» **WHAT YOU NEED TO DO**
Please reproduce the lines below word for word, starting at the line with "Where can you spot the wooden deck" and continuing through the last line, both included, and leave the pictures out.

» **SOURCE DATA**
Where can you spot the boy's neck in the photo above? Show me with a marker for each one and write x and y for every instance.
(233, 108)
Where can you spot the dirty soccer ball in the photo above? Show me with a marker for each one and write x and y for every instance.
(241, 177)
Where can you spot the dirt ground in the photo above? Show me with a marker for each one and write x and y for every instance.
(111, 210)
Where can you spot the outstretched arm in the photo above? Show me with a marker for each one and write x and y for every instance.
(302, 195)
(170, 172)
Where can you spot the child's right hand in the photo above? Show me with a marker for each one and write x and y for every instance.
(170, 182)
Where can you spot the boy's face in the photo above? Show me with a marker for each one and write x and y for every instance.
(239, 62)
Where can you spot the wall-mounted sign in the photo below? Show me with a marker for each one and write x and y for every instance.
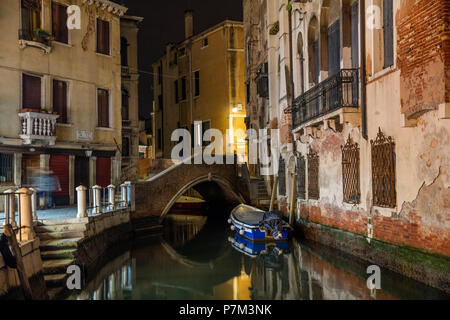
(84, 135)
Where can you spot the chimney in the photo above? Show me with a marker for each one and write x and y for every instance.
(188, 24)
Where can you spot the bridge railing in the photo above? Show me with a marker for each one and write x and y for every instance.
(97, 200)
(19, 211)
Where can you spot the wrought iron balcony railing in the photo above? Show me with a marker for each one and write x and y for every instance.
(338, 91)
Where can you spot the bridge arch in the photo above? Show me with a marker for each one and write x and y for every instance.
(226, 187)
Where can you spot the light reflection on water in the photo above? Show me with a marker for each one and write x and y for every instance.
(195, 261)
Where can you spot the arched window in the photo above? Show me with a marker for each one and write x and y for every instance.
(124, 51)
(313, 52)
(125, 105)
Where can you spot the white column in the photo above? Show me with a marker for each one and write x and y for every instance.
(81, 202)
(97, 199)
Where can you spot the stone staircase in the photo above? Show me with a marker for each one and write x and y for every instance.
(59, 242)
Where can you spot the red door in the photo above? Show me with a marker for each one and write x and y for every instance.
(59, 164)
(103, 172)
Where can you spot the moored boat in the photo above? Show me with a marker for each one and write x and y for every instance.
(258, 225)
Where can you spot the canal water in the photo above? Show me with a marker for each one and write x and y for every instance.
(198, 258)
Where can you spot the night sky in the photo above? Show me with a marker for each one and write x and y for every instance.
(164, 23)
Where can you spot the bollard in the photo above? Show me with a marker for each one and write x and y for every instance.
(112, 197)
(97, 199)
(10, 208)
(81, 202)
(26, 217)
(33, 203)
(124, 188)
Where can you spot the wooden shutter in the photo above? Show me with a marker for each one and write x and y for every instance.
(59, 23)
(60, 100)
(31, 92)
(334, 52)
(102, 36)
(103, 108)
(388, 33)
(103, 172)
(355, 35)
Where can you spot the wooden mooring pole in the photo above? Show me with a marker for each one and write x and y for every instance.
(12, 240)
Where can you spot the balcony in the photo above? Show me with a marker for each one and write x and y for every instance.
(336, 96)
(38, 127)
(37, 39)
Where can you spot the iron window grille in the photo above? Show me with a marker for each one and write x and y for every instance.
(383, 171)
(350, 172)
(6, 167)
(313, 175)
(301, 177)
(281, 177)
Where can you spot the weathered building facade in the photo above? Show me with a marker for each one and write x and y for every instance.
(199, 85)
(60, 95)
(369, 116)
(129, 28)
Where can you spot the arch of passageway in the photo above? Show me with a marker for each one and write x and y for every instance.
(228, 191)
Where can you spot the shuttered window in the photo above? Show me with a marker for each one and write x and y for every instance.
(31, 92)
(60, 100)
(197, 83)
(102, 36)
(103, 108)
(59, 23)
(334, 52)
(388, 33)
(355, 35)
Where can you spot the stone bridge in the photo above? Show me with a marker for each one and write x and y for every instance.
(217, 184)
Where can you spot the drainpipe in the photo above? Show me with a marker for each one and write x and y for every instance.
(363, 70)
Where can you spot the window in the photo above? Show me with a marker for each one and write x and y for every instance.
(176, 90)
(388, 33)
(206, 125)
(301, 177)
(125, 105)
(383, 171)
(125, 146)
(31, 18)
(6, 167)
(102, 36)
(159, 75)
(313, 175)
(124, 51)
(59, 23)
(281, 177)
(31, 92)
(103, 108)
(60, 100)
(350, 172)
(159, 139)
(197, 83)
(160, 102)
(183, 88)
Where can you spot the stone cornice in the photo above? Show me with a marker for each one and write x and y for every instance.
(109, 6)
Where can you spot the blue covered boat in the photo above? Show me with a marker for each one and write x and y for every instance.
(255, 249)
(258, 225)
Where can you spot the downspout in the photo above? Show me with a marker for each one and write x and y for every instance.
(363, 70)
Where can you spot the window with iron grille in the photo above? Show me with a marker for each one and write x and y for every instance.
(6, 167)
(350, 172)
(301, 177)
(281, 177)
(383, 171)
(313, 175)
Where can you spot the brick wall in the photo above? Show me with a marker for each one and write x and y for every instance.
(423, 51)
(407, 230)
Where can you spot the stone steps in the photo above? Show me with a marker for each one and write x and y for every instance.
(61, 235)
(60, 228)
(56, 266)
(59, 254)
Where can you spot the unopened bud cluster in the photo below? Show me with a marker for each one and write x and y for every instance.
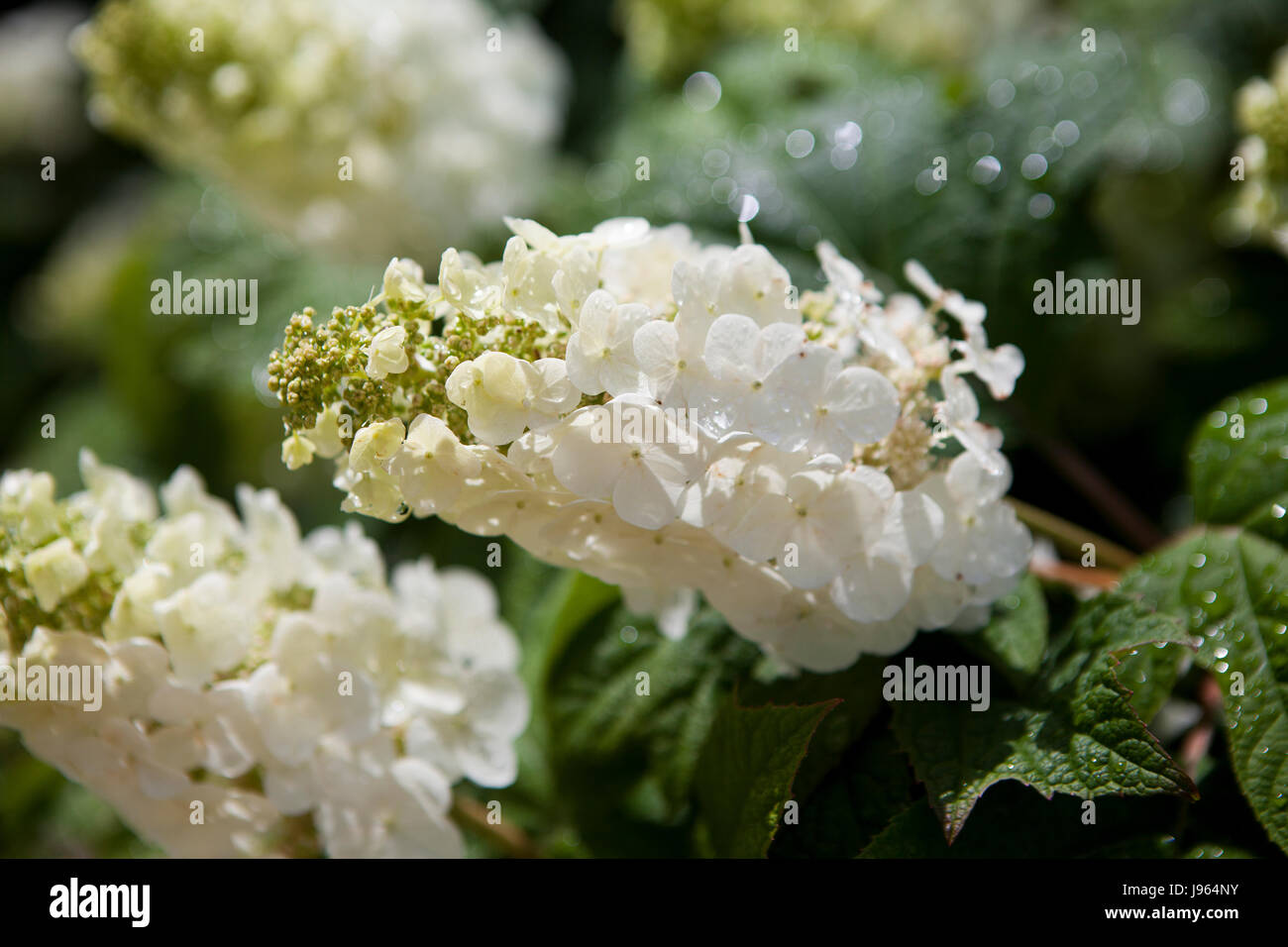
(340, 121)
(670, 416)
(1261, 108)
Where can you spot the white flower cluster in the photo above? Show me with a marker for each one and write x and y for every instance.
(357, 124)
(1261, 202)
(279, 684)
(40, 106)
(679, 420)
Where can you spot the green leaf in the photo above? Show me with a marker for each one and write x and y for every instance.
(1232, 590)
(1243, 479)
(1017, 638)
(1013, 822)
(746, 772)
(855, 800)
(1073, 731)
(623, 759)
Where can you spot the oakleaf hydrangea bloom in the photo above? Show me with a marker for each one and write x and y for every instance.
(1261, 108)
(670, 416)
(308, 706)
(339, 121)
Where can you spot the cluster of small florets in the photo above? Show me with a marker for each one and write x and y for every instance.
(335, 120)
(261, 693)
(1261, 108)
(679, 418)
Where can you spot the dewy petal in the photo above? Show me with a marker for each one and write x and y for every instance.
(643, 499)
(863, 403)
(580, 463)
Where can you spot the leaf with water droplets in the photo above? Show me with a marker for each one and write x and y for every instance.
(1017, 637)
(1239, 462)
(1232, 587)
(746, 772)
(1073, 729)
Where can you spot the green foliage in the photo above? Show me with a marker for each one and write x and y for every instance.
(746, 772)
(1073, 731)
(1232, 589)
(1237, 471)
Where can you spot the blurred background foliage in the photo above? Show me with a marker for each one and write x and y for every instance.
(1106, 163)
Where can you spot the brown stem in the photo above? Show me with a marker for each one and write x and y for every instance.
(1072, 538)
(1099, 491)
(1068, 574)
(1198, 741)
(472, 814)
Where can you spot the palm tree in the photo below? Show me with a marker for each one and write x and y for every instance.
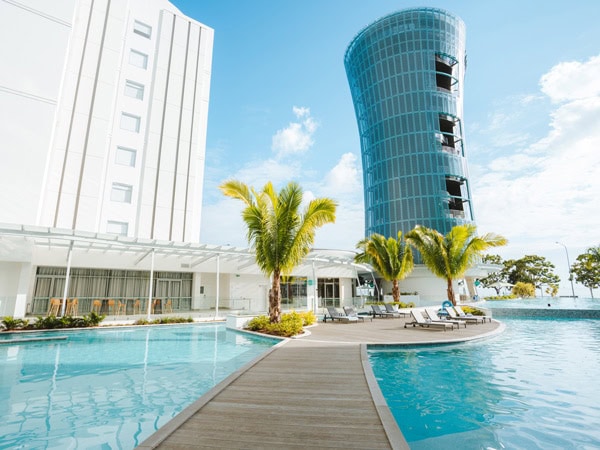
(450, 256)
(279, 233)
(391, 258)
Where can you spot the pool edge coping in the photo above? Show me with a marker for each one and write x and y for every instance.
(160, 435)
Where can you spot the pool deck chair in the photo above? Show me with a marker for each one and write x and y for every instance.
(334, 315)
(393, 309)
(418, 319)
(431, 314)
(461, 313)
(378, 312)
(351, 312)
(469, 319)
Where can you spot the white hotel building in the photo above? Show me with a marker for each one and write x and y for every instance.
(104, 109)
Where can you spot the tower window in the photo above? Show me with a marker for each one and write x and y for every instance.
(456, 189)
(449, 135)
(138, 59)
(142, 29)
(134, 90)
(444, 72)
(129, 122)
(114, 227)
(125, 156)
(121, 193)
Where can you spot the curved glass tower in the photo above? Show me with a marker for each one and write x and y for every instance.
(406, 73)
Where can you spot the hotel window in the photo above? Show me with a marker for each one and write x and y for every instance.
(142, 29)
(121, 193)
(129, 122)
(138, 59)
(134, 90)
(125, 156)
(114, 227)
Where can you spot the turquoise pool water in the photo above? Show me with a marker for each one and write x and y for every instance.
(533, 387)
(542, 303)
(111, 389)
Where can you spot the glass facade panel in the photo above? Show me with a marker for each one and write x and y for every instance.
(406, 73)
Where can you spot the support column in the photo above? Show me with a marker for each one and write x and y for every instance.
(66, 291)
(217, 287)
(150, 293)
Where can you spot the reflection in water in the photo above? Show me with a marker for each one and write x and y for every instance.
(112, 388)
(531, 387)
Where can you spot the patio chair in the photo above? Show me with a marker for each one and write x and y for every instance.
(55, 304)
(72, 307)
(351, 312)
(418, 319)
(378, 312)
(96, 306)
(461, 313)
(432, 315)
(121, 307)
(469, 319)
(334, 315)
(394, 310)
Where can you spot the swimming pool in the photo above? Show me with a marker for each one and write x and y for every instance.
(106, 389)
(542, 303)
(532, 387)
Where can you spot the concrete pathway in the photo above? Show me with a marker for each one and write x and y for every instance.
(317, 391)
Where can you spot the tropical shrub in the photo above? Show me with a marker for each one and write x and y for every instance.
(472, 310)
(521, 289)
(164, 320)
(10, 323)
(53, 322)
(291, 324)
(308, 318)
(501, 297)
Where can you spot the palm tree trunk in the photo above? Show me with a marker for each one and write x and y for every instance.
(395, 291)
(450, 291)
(275, 298)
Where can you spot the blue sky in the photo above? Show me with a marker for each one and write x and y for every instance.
(280, 110)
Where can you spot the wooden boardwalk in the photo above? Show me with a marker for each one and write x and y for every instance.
(314, 392)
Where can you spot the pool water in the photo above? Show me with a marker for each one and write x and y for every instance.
(542, 303)
(535, 386)
(111, 389)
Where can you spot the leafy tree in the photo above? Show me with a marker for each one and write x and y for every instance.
(494, 278)
(450, 256)
(552, 290)
(586, 269)
(532, 269)
(278, 231)
(525, 290)
(391, 258)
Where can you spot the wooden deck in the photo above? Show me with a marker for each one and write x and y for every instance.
(317, 391)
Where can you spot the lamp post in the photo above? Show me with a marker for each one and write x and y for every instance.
(569, 265)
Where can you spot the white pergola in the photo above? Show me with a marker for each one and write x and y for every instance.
(55, 246)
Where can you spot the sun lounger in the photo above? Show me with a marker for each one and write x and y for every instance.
(351, 312)
(461, 313)
(432, 315)
(378, 312)
(394, 310)
(334, 315)
(469, 319)
(418, 319)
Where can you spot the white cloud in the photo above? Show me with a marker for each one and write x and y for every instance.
(297, 137)
(572, 80)
(344, 177)
(548, 191)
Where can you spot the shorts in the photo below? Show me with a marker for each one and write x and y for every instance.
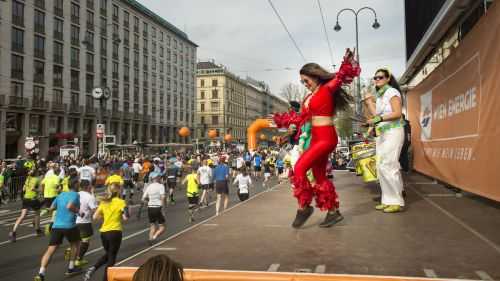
(155, 215)
(171, 184)
(86, 230)
(193, 200)
(221, 187)
(57, 235)
(47, 202)
(31, 204)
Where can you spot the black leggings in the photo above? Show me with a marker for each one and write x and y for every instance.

» **SOLUTION TO THE EXERCISE**
Where can you spot the wooden deck in the photo above? Show me with a marker for each one and write x and y for every instance.
(317, 391)
Where can you spot the lamp post in the photo above? Show me with a marker for each one and write x and y for every instance.
(569, 265)
Where can you spot the white pergola in the photo above? Show me with a marker for each one and write x and y for every instance.
(55, 246)
Where can you spot the sun lounger in the photo above? Show me with a marker for each one and write x and y for every instance.
(351, 312)
(461, 313)
(432, 315)
(378, 312)
(394, 310)
(334, 315)
(469, 319)
(418, 319)
Where can you spot the white cloud in the photo above? Show me with a marker for each one and write x and y for every instance.
(297, 137)
(572, 80)
(344, 177)
(548, 191)
Where can you spot the shorts in the photo below? Show me with a marker for each one and write x and y for every instance.
(155, 215)
(171, 184)
(86, 230)
(193, 200)
(221, 187)
(57, 235)
(47, 202)
(31, 204)
Where can you spot the black leggings in the photo above? Show me with a marker for each one and write x and y for every instance.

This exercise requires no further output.